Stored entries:
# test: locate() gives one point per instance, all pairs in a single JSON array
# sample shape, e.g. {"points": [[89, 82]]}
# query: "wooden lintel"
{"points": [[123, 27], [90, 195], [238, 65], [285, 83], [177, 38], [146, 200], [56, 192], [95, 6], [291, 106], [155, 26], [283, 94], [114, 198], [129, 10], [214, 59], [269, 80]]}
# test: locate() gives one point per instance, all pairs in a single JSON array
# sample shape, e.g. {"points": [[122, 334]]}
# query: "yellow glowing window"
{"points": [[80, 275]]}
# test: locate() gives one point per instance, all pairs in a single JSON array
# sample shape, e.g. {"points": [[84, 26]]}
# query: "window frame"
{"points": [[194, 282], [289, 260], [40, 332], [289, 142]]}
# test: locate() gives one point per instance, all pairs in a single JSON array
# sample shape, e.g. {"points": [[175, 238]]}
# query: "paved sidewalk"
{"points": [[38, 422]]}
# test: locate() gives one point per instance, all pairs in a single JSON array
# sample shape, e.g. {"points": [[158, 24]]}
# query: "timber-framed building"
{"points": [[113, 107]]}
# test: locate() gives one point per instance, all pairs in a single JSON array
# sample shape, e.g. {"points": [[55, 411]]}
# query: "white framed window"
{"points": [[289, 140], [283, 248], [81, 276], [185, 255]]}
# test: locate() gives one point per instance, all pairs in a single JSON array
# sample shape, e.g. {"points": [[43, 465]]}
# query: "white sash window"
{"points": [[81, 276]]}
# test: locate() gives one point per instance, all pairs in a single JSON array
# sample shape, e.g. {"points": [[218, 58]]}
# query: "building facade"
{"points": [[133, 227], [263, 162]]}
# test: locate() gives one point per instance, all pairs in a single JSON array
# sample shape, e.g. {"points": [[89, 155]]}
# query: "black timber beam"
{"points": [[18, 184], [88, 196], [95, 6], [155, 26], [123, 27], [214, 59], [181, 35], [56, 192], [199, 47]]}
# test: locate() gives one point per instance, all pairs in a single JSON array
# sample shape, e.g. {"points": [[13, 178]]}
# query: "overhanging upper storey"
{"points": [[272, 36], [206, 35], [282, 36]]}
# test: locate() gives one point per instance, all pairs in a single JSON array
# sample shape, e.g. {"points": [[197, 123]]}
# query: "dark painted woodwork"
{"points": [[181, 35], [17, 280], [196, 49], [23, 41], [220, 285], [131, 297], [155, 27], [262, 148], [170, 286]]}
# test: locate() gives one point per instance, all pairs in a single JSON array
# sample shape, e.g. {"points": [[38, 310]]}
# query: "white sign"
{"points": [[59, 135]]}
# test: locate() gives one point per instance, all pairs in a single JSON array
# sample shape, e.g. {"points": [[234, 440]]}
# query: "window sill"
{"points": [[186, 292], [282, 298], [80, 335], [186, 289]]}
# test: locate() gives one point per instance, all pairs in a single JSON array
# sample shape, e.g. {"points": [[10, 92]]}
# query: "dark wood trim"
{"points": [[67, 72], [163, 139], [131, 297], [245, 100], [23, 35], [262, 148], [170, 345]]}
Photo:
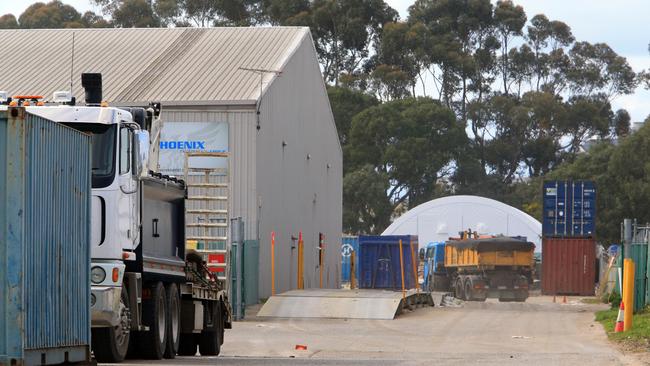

== Requirement ==
Identify every line of the records that contains the string "window", and copy each of those lines.

== The response ==
# query: "yellow glowing window"
# query: "window frame"
# query: "white framed window"
# query: "white sash window"
# query: "window sill"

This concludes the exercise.